(Coordinate annotation entries)
=====

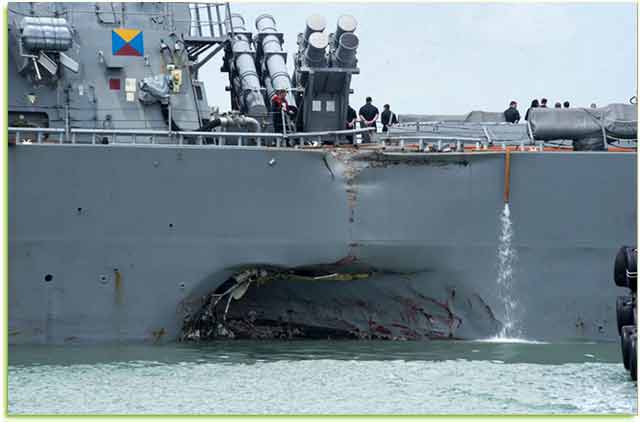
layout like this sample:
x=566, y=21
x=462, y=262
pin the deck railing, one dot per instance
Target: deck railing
x=164, y=137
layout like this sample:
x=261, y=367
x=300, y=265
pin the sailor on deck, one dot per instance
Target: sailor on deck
x=388, y=118
x=280, y=110
x=512, y=115
x=368, y=116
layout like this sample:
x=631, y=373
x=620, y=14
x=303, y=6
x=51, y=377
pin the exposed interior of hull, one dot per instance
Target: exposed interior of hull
x=337, y=301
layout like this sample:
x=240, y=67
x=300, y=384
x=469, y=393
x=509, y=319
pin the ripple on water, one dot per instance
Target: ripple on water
x=321, y=386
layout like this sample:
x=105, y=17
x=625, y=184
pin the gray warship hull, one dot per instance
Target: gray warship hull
x=120, y=242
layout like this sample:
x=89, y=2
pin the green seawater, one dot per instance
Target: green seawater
x=321, y=377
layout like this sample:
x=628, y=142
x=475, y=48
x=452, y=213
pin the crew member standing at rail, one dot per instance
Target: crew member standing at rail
x=534, y=104
x=280, y=110
x=352, y=118
x=388, y=118
x=368, y=116
x=512, y=115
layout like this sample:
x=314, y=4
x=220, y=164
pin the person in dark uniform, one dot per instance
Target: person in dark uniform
x=368, y=116
x=534, y=104
x=352, y=118
x=512, y=115
x=279, y=105
x=387, y=118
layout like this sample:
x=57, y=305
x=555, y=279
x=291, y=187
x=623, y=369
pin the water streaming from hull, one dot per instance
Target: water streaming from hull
x=506, y=261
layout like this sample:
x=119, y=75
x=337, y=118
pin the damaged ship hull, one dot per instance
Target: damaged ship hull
x=121, y=243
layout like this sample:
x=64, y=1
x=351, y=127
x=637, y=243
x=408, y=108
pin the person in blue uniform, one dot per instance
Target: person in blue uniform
x=512, y=115
x=368, y=117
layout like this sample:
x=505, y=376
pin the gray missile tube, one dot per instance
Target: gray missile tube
x=346, y=24
x=274, y=58
x=315, y=23
x=250, y=96
x=345, y=54
x=314, y=53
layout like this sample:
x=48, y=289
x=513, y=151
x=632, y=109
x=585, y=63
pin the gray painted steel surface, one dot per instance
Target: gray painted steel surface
x=120, y=242
x=131, y=246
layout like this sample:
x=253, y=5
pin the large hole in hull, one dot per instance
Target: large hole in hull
x=337, y=302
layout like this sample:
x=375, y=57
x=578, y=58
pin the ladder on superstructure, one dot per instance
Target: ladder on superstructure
x=209, y=31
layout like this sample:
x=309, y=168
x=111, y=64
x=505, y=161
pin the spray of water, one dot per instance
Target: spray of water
x=506, y=261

=====

▶ _What is expected_:
Put every line of the items above into a Markdown table with the columns "Row" and "Entry line", numbering each row and omitting blank lines. Leave the pictures out.

▶ _Response to this task_:
| Row | Entry line |
|---|---|
| 1 | layout like this sample: |
| 2 | x=566, y=21 |
| 3 | x=462, y=262 |
| 4 | pin the deck railing, one dot per instance |
| 5 | Target: deck railing |
| 6 | x=164, y=137 |
| 7 | layout like this sample: |
| 8 | x=261, y=367 |
| 9 | x=300, y=265 |
| 10 | pin the sailor on deck, one dot per instance |
| 11 | Target: sailor on deck |
| 12 | x=388, y=118 |
| 13 | x=280, y=110 |
| 14 | x=512, y=115 |
| 15 | x=368, y=116 |
| 16 | layout like this sample: |
| 17 | x=631, y=373 |
| 18 | x=620, y=14 |
| 19 | x=303, y=6 |
| 20 | x=51, y=377 |
| 21 | pin the exposed interior of hull, one dot per instance |
| 22 | Target: exposed interior of hull |
| 23 | x=337, y=301 |
| 24 | layout like this sample: |
| 25 | x=240, y=67 |
| 26 | x=300, y=384 |
| 27 | x=469, y=393 |
| 28 | x=509, y=319 |
| 29 | pin the ripple on water, one dot per instance |
| 30 | Target: ripple on water |
| 31 | x=321, y=386 |
| 32 | layout like this sample: |
| 33 | x=105, y=17 |
| 34 | x=625, y=184 |
| 35 | pin the gray warship hull, one dot per instance |
| 36 | Target: gray warship hull |
| 37 | x=120, y=242 |
| 38 | layout like this sample: |
| 39 | x=89, y=2 |
| 40 | pin the green seawater, one dot per instance |
| 41 | Target: green seawater |
| 42 | x=321, y=377 |
| 43 | layout like this sample: |
| 44 | x=628, y=142 |
| 45 | x=475, y=48 |
| 46 | x=452, y=213 |
| 47 | pin the crew member standing at rail, one dot per instance |
| 48 | Target: crew member standing at rail |
| 49 | x=534, y=104 |
| 50 | x=280, y=110 |
| 51 | x=352, y=118 |
| 52 | x=388, y=118 |
| 53 | x=368, y=116 |
| 54 | x=512, y=115 |
| 55 | layout like this sample: |
| 56 | x=314, y=4 |
| 57 | x=220, y=164 |
| 58 | pin the person in dark uniform, one dot per instance |
| 59 | Target: person in dark uniform |
| 60 | x=368, y=116 |
| 61 | x=534, y=104 |
| 62 | x=352, y=118 |
| 63 | x=512, y=115 |
| 64 | x=279, y=105 |
| 65 | x=387, y=118 |
| 66 | layout like this sample: |
| 67 | x=57, y=305 |
| 68 | x=555, y=279 |
| 69 | x=291, y=187 |
| 70 | x=623, y=369 |
| 71 | pin the water streaming from hull, one dot per instance |
| 72 | Target: water streaming from hull |
| 73 | x=506, y=261 |
| 74 | layout like this sample: |
| 75 | x=119, y=75 |
| 76 | x=337, y=118 |
| 77 | pin the damaged ship hull, one dot per instance |
| 78 | Target: damaged ship hull |
| 79 | x=121, y=243 |
| 80 | layout like this sample: |
| 81 | x=64, y=1 |
| 82 | x=351, y=127 |
| 83 | x=637, y=243 |
| 84 | x=408, y=108 |
| 85 | pin the person in blue uniform, one dot per instance |
| 86 | Target: person in blue uniform |
| 87 | x=512, y=115 |
| 88 | x=368, y=117 |
| 89 | layout like this sample: |
| 90 | x=505, y=376 |
| 91 | pin the gray missile tube, one dot per instance |
| 92 | Target: gray missile tube |
| 93 | x=346, y=24 |
| 94 | x=274, y=58 |
| 95 | x=315, y=23 |
| 96 | x=250, y=96 |
| 97 | x=345, y=54 |
| 98 | x=314, y=53 |
| 99 | layout like this sample: |
| 100 | x=48, y=289 |
| 101 | x=513, y=151 |
| 102 | x=632, y=109 |
| 103 | x=585, y=63 |
| 104 | pin the gray painted steel surface, one dot per instance |
| 105 | Target: gray painted steel surface |
| 106 | x=120, y=242 |
| 107 | x=131, y=246 |
| 108 | layout like this sample: |
| 109 | x=253, y=5 |
| 110 | pin the large hole in hull, one dot per instance |
| 111 | Target: large hole in hull |
| 112 | x=337, y=302 |
| 113 | layout like this sample: |
| 114 | x=375, y=57 |
| 115 | x=578, y=58 |
| 116 | pin the ladder on superstructure, one dot per instance |
| 117 | Target: ladder on superstructure |
| 118 | x=209, y=31 |
| 119 | layout like this sample: |
| 120 | x=309, y=168 |
| 121 | x=111, y=64 |
| 122 | x=505, y=161 |
| 123 | pin the spray of water, one dot per instance |
| 124 | Target: spray of water |
| 125 | x=506, y=261 |